**Task directions**
Lines before the one containing "locate baseball player" are to be skipped; reproduce that line and the rest of the records below exactly.

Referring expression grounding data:
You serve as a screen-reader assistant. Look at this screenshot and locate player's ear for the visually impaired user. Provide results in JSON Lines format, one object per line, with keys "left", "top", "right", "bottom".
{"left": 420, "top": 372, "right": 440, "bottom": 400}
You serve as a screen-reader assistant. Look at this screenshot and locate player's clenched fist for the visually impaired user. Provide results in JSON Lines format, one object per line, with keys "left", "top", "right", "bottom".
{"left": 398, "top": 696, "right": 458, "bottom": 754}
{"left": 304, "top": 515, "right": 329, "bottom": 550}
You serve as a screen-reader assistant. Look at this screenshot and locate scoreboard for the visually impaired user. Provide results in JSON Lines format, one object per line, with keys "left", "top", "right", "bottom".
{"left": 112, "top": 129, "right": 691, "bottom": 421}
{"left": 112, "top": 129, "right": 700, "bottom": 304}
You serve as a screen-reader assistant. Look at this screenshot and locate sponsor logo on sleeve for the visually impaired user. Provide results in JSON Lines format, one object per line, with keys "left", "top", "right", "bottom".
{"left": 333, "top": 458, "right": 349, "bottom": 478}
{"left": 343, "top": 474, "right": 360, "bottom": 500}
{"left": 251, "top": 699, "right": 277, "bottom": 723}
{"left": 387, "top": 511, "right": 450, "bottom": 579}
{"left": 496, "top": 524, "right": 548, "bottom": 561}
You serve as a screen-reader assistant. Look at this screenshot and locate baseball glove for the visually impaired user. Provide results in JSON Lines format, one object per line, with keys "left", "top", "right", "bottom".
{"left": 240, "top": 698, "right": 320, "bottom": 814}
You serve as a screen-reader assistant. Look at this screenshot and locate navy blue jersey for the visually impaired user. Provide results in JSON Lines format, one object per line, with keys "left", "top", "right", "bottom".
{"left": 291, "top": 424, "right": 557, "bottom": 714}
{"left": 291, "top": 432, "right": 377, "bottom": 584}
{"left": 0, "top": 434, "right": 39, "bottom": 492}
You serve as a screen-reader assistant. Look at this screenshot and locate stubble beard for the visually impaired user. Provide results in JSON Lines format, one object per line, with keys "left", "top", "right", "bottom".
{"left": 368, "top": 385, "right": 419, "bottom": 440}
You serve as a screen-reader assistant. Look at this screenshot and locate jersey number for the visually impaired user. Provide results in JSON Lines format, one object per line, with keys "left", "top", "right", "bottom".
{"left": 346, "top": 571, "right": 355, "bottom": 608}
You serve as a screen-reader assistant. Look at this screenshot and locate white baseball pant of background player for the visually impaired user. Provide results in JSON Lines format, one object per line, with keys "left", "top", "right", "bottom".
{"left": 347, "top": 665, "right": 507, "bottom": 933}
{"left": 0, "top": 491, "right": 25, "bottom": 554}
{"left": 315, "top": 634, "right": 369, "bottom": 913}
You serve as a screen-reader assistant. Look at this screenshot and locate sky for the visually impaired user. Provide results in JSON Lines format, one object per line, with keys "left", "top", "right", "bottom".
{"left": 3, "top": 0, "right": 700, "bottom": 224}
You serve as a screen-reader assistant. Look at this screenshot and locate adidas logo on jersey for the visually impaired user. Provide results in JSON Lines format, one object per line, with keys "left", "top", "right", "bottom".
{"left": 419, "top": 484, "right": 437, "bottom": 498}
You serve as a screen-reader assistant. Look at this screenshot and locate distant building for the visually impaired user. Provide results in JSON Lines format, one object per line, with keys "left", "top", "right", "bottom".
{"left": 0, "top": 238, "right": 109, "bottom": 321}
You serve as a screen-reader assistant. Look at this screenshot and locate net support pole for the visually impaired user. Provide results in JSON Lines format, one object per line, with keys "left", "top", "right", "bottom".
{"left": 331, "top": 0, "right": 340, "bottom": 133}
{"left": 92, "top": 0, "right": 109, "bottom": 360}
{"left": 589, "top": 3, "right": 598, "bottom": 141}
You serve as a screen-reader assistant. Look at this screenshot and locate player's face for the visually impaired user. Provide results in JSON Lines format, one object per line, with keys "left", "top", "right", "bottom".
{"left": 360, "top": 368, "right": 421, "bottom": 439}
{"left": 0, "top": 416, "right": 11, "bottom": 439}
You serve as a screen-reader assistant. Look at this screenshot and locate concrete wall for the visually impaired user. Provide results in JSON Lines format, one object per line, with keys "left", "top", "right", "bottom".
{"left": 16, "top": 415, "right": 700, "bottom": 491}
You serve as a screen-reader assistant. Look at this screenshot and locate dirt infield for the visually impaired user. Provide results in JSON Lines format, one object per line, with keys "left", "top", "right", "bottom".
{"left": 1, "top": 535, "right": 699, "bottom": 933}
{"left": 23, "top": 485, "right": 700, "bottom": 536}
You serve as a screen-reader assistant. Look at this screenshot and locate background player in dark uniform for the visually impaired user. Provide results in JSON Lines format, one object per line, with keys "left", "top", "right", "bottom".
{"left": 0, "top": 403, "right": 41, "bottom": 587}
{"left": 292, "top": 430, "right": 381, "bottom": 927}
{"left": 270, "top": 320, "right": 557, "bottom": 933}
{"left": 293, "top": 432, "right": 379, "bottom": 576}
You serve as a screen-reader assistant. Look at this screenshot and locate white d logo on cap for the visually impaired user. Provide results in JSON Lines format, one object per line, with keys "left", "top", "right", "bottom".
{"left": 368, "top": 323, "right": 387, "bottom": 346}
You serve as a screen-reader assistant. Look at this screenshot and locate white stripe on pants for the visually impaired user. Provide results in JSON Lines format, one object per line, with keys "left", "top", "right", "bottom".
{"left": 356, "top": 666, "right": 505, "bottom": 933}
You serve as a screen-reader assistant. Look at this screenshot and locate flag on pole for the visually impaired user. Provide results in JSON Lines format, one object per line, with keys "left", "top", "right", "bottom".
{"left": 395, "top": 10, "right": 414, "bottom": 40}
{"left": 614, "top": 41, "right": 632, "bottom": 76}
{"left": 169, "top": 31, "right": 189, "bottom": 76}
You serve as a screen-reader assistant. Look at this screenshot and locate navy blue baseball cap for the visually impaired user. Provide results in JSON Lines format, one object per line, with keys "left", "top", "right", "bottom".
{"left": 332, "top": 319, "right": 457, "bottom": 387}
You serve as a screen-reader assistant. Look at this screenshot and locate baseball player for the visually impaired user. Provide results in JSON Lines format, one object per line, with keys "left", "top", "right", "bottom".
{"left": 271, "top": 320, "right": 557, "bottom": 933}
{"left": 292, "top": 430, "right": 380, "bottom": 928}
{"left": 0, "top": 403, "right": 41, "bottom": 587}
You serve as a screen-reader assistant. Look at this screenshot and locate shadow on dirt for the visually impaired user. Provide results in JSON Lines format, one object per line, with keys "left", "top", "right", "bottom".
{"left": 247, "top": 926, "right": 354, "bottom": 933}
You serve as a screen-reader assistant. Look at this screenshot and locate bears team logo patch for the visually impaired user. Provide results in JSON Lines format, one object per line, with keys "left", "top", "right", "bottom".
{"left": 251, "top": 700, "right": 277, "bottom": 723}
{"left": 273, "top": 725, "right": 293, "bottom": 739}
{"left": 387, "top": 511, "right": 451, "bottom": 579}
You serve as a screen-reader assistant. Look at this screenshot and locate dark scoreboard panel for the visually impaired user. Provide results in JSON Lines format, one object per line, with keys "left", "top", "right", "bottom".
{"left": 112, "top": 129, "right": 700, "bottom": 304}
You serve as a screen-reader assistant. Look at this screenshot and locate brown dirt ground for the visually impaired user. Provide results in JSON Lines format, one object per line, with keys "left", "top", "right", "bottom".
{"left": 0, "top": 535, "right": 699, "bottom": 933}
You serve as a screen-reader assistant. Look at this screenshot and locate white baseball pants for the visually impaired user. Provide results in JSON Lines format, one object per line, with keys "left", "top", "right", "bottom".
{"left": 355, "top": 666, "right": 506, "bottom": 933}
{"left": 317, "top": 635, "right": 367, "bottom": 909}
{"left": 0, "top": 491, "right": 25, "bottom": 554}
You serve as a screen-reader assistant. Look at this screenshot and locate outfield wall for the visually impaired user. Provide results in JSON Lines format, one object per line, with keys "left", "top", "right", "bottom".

**Solution for this task**
You serve as a screen-reader assistant. Look at this screenshot and locate baseball player for the visually impaired user. Provide results in JSON Lines format, one object per line, with keys "left", "top", "right", "bottom".
{"left": 271, "top": 320, "right": 557, "bottom": 933}
{"left": 292, "top": 430, "right": 380, "bottom": 928}
{"left": 0, "top": 403, "right": 41, "bottom": 587}
You serve as a screen-reader assistant. Look at this screenshot and locate shadow on dirt for the visually impaired user. Provide results in JSON Lines format, one object per line, with keys "left", "top", "right", "bottom".
{"left": 247, "top": 926, "right": 354, "bottom": 933}
You serve as a screen-reader assistant. Look at this screenshot and locate bears team logo patch for the visually impaired user. Provide results in JSON Lines format, one object per line, with keys "left", "top", "right", "bottom".
{"left": 251, "top": 700, "right": 277, "bottom": 723}
{"left": 273, "top": 725, "right": 293, "bottom": 739}
{"left": 387, "top": 511, "right": 451, "bottom": 579}
You serve as a screen-reader assistant. Look at this screenshot and locate dark scoreboard panel for the visually impaired user. Provide results in JSON Lines format, one object per line, with keys "left", "top", "right", "bottom".
{"left": 112, "top": 129, "right": 700, "bottom": 304}
You serve as a screen-reader assistant. Look at this screenshot and locate brown dirt ground for the visually impaired user. Provide results in JSON Lines format, one object per line, with keys "left", "top", "right", "bottom".
{"left": 0, "top": 535, "right": 699, "bottom": 933}
You serve as a screen-reader assistant. Look at this screenshot and locate white baseball pants for the visually impaired user. Provide results in JSON Lines format, one object per line, with keys "left", "top", "right", "bottom".
{"left": 355, "top": 666, "right": 506, "bottom": 933}
{"left": 317, "top": 635, "right": 367, "bottom": 909}
{"left": 0, "top": 491, "right": 25, "bottom": 554}
You serve as a screen-reader assistant. Look at this screenshot and locate outfield wall for the visually impaired user. Provide results in JSON Lines format, one object per line, with keys "left", "top", "right", "bottom".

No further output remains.